Coronavirus: China’s Hubei province revises toll, adds 220 cases after prison outbreak

A photo taken on Feb 18, 2020, shows a medical worker checking on patients with mild symptoms of the coronavirus in the temporary Fangcai Hospital set up in a sports stadium in Wuhan. PHOTO: AFP

WUHAN (REUTERS) - China’s central province of Hubei said on Friday (Feb 21) it has revised the number of new confirmed cases of coronavirus infections on Thursday upward to 631 from 411 after including cases in the province’s prison system.

The province’s health commission said in a statement that it now had a total of 62,662 cases as of Thursday, after including 220 cases in Hubei’s prison system.

The death toll in Hubei from the outbreak reached 2,144 as of the end of Thursday, up by 115 from the previous day.

The number of new confirmed cases in the provincial capital of Wuhan, epicentre of the outbreak, stood at 319 on Thursday, down from 615 a day earlier and the lowest since Jan. 28. Wuhan reported 99 new deaths, up from 88 on Wednesday. A total of 1,684 people in Wuhan have now died from the virus.

Earlier, China reported an uptick in new cases of coronavirus on Friday, boosted by more than 200 people testing positive for the disease in two prisons outside of Hubei province.

◆ **DATA UNDER STUDY**:
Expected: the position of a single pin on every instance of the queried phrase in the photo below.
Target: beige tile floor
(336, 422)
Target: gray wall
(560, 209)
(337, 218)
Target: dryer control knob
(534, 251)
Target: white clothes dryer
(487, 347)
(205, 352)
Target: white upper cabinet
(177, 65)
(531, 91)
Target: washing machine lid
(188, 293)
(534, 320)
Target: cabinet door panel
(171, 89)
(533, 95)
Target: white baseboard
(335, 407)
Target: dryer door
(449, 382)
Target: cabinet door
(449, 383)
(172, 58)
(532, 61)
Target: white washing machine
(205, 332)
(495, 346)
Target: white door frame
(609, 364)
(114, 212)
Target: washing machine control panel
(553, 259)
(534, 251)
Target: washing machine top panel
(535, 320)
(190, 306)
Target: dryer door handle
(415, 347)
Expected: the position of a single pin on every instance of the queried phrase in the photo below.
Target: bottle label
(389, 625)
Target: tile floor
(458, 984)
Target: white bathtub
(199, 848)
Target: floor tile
--
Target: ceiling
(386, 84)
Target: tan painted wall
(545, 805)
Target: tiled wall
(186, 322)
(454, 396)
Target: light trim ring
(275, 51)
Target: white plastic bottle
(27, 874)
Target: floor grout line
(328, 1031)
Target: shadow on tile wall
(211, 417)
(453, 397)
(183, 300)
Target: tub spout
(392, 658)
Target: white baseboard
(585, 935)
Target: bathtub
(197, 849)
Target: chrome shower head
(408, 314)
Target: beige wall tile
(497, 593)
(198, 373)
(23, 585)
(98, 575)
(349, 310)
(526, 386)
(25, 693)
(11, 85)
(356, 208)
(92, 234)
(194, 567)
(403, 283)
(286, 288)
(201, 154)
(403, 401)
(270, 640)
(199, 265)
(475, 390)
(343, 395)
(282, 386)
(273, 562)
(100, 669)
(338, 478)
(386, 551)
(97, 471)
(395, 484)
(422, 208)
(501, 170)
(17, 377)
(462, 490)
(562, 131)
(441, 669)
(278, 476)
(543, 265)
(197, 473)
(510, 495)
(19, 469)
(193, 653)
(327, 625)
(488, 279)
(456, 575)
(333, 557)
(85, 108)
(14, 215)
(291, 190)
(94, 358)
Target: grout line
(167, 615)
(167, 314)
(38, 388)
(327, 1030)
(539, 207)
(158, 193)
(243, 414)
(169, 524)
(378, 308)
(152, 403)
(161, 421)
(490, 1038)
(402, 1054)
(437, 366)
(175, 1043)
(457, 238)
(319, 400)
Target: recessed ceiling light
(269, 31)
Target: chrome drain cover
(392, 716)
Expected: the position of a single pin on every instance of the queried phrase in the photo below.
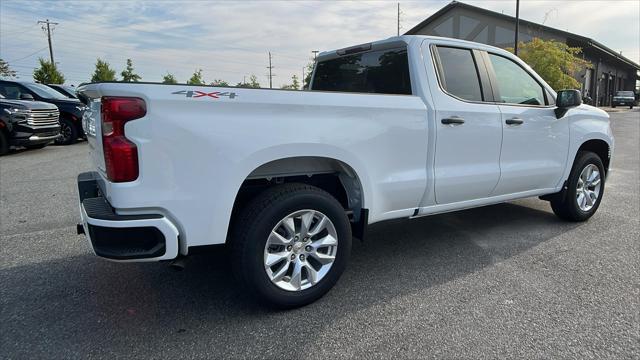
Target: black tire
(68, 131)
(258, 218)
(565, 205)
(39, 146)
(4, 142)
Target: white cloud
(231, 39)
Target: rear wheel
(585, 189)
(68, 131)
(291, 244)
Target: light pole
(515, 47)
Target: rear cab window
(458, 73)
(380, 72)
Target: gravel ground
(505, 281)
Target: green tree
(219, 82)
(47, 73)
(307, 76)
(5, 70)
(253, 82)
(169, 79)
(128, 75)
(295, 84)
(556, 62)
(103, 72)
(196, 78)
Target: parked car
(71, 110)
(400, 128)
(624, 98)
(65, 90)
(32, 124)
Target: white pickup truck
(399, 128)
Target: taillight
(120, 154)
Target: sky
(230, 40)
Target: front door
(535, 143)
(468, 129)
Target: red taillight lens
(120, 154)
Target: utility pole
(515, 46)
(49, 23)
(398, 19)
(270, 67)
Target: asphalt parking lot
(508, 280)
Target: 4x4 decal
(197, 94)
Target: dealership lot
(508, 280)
==
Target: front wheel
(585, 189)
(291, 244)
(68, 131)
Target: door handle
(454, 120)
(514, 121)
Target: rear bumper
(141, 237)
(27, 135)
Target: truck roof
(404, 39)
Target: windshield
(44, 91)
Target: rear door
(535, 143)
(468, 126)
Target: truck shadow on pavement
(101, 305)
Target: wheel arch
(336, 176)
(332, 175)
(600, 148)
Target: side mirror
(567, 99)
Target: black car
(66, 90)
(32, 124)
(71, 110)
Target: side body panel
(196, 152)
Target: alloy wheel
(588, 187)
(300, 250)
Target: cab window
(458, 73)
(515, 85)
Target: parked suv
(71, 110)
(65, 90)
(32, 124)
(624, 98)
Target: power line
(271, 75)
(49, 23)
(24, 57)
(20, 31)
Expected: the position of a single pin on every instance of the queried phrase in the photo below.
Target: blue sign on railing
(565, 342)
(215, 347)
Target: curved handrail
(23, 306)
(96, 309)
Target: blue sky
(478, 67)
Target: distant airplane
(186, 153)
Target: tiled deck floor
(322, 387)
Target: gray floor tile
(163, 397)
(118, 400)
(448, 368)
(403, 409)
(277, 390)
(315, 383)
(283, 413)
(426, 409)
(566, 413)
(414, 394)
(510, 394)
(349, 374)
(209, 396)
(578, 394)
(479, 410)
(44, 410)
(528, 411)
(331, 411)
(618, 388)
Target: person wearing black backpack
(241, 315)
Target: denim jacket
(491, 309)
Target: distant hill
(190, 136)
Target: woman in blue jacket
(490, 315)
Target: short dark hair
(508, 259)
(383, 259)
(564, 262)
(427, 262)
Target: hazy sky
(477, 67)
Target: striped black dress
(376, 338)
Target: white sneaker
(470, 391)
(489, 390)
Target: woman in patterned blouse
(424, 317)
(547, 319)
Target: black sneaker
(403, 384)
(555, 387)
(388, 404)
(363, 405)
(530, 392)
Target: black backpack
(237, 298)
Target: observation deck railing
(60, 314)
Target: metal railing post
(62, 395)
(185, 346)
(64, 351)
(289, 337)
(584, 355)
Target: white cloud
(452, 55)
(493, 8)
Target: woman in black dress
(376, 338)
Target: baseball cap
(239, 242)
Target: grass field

◆ **TASK TO COMPLETE**:
Reproduce the Hubei coronavirus article word for word between "A photo taken" and "province’s prison system.", inclusive.

◆ **TASK RESULT**:
A photo taken on Feb 18, 2020, shows a medical worker checking on patients with mild symptoms of the coronavirus in the temporary Fangcai Hospital set up in a sports stadium in Wuhan. PHOTO: AFP

WUHAN (REUTERS) - China’s central province of Hubei said on Friday (Feb 21) it has revised the number of new confirmed cases of coronavirus infections on Thursday upward to 631 from 411 after including cases in the province’s prison system.